Collection entries:
************

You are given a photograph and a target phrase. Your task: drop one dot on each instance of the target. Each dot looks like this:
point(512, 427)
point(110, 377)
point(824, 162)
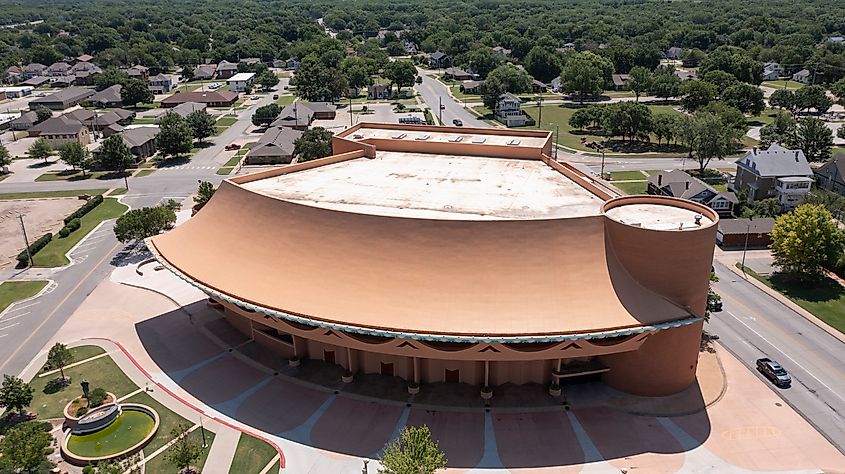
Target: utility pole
point(440, 110)
point(26, 240)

************

■ Requirement
Update the material by replacing every "utility pole" with "street lamp" and leaving all else unchanged. Leave the pictures out of your answer.

■ Solution to the exercise
You are given a photograph and a target phrase. Your task: drop one dot on each instance of the target. Each dot looks like this:
point(512, 427)
point(110, 377)
point(824, 162)
Target: street lamp
point(440, 110)
point(26, 240)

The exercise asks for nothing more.